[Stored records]
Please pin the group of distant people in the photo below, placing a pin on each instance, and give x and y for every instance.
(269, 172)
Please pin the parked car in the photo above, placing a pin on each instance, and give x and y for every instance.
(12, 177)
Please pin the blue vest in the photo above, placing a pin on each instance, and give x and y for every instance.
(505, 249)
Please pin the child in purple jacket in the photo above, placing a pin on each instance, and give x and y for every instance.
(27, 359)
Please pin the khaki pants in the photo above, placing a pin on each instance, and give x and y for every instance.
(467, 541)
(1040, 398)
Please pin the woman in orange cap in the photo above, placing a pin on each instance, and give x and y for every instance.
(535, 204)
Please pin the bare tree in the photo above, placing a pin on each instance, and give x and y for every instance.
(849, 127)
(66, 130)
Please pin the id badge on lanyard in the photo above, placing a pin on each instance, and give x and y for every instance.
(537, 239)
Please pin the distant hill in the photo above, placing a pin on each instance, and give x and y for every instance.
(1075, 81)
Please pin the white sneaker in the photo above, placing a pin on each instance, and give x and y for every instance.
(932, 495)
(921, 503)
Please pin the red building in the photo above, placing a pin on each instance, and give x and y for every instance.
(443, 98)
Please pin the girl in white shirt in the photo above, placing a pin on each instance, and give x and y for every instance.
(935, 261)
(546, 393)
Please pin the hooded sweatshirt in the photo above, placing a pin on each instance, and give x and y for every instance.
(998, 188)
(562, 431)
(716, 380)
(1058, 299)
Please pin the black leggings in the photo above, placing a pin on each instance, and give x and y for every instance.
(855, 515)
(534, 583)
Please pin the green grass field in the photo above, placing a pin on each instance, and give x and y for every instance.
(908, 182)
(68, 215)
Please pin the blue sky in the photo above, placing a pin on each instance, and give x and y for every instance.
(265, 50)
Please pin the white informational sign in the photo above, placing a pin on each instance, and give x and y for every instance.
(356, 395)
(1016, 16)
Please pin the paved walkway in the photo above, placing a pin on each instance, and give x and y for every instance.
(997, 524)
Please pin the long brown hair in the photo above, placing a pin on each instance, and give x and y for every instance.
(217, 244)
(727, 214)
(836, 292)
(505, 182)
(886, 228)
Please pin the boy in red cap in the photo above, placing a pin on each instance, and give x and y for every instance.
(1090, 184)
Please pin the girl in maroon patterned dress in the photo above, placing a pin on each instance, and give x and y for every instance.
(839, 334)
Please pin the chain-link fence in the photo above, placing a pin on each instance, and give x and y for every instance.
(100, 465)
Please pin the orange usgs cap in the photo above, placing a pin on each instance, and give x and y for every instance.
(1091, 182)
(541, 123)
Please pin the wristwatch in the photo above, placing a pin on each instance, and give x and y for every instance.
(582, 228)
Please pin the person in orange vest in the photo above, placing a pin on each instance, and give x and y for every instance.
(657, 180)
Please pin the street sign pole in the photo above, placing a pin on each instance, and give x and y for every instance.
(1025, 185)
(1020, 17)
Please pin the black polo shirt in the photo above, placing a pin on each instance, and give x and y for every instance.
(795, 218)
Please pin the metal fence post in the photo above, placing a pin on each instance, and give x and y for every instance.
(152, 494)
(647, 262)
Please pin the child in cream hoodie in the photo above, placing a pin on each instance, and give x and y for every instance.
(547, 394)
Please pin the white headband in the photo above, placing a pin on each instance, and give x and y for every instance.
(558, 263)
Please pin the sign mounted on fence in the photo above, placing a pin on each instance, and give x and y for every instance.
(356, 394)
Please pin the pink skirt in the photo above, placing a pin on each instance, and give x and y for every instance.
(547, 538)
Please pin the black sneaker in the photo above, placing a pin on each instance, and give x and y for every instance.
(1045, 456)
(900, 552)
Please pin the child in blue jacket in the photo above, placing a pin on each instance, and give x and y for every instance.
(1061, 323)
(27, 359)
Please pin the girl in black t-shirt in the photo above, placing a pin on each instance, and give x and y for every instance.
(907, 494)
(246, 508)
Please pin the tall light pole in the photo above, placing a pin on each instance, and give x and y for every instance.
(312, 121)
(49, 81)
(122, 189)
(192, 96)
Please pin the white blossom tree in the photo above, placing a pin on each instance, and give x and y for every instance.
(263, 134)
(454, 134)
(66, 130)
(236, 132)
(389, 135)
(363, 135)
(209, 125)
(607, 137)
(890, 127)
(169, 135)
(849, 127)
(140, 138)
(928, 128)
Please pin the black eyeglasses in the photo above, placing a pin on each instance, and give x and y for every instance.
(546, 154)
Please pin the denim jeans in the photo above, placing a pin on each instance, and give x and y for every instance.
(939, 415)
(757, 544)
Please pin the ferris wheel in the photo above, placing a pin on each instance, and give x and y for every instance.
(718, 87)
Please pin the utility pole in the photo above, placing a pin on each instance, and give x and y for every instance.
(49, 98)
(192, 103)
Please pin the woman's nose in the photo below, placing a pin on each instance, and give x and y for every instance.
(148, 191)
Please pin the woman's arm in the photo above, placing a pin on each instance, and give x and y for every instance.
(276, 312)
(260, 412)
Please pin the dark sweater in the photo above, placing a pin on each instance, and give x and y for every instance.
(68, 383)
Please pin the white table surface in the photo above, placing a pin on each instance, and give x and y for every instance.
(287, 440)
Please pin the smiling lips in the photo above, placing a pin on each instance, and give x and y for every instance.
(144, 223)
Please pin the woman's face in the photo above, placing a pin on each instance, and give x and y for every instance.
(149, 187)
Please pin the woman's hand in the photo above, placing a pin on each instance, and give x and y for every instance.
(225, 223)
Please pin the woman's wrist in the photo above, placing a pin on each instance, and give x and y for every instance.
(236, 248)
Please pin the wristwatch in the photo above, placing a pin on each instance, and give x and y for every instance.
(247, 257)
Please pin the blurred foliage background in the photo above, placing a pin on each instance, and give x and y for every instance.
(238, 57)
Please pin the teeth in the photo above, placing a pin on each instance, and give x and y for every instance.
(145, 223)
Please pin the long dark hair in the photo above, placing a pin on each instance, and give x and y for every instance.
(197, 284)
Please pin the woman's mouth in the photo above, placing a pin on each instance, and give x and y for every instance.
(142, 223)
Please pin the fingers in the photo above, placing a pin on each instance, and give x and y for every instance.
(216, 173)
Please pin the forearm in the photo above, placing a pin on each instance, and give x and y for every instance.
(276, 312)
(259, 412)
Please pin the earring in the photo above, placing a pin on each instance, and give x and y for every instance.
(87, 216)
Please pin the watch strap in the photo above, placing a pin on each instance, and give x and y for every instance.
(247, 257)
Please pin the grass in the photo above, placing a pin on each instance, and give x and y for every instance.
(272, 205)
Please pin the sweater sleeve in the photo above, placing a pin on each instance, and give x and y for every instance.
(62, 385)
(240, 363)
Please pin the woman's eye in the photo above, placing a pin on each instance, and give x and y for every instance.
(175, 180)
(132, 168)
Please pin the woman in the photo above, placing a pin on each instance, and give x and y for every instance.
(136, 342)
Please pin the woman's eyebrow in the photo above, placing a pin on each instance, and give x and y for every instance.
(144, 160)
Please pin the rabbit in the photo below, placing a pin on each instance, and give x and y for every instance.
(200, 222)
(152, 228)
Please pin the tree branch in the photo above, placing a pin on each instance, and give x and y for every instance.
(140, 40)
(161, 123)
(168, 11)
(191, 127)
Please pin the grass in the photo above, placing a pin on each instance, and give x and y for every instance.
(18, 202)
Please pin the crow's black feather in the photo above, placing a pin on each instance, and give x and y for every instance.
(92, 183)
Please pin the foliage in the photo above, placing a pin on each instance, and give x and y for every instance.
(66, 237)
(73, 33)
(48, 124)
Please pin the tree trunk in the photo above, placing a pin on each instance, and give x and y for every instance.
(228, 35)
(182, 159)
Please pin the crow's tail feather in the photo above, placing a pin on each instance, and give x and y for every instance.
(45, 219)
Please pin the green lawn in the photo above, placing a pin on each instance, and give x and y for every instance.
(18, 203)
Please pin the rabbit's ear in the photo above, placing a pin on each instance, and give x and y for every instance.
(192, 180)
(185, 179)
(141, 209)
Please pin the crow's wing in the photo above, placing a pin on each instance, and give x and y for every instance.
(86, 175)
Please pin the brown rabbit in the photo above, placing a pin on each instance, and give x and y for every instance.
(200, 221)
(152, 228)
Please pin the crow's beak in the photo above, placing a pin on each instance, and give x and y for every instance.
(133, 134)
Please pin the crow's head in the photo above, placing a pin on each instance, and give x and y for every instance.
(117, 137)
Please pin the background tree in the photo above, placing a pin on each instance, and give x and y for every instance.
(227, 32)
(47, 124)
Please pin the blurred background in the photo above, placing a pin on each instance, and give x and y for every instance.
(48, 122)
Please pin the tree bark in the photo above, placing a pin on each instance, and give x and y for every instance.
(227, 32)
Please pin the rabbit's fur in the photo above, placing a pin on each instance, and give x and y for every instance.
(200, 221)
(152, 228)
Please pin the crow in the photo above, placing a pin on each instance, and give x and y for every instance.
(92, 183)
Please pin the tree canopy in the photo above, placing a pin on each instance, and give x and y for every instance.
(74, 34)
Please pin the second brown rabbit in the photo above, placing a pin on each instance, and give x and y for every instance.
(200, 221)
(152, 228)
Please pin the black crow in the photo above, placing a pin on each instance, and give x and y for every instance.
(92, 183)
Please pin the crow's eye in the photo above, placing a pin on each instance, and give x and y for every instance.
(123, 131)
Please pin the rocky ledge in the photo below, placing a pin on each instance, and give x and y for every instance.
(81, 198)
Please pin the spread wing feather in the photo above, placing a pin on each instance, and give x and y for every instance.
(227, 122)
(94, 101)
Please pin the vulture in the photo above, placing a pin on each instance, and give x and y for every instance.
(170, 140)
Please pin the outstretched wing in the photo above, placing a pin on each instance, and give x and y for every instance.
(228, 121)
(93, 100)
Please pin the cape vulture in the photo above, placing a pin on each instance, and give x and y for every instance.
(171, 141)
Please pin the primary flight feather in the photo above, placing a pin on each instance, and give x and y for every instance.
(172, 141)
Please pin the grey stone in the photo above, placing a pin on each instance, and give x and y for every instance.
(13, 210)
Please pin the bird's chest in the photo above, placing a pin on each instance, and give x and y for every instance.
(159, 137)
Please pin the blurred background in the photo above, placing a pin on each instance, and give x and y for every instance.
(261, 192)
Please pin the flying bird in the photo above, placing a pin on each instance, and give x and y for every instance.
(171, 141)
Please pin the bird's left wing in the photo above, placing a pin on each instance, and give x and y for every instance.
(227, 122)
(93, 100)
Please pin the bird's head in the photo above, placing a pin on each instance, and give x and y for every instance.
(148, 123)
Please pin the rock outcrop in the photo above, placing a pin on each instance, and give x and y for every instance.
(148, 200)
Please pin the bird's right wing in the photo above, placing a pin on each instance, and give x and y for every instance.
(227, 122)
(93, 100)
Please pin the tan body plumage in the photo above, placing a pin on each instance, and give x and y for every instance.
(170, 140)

WORK ORDER — In the records above, locate the line that contains "Please pin the grey". Repeat it and every line after it, exactly, and nothing else.

WRITTEN SOLUTION —
Please pin the grey stone in the photo above, placing a pin on each instance, and give x and y for every instance.
(13, 210)
Please pin the bird's chest in the photo above, placing a pin on each instance, and give x and y for every instance.
(159, 137)
Please pin the blurred background in the photo above, placing a pin on each instance, and give x and y for every instance.
(261, 192)
Please pin the flying bird in the photo above, placing a pin on each instance, and give x and y for every instance.
(171, 141)
Please pin the bird's left wing in the photo above, placing a pin on each instance, and give x and y for every instance.
(227, 122)
(93, 100)
Please pin the bird's head in the photo above, placing a pin on each instance, and give x and y for every instance.
(148, 123)
Please pin the rock outcrop in the photo above, placing a pin on each instance, and give x and y for every instance.
(148, 200)
Please pin the bird's right wing in the photo above, placing a pin on each instance, and give x and y for every instance.
(227, 122)
(93, 100)
Please pin the tan body plumage in the photo above, placing a pin on each instance, and give x and y for every instance.
(170, 140)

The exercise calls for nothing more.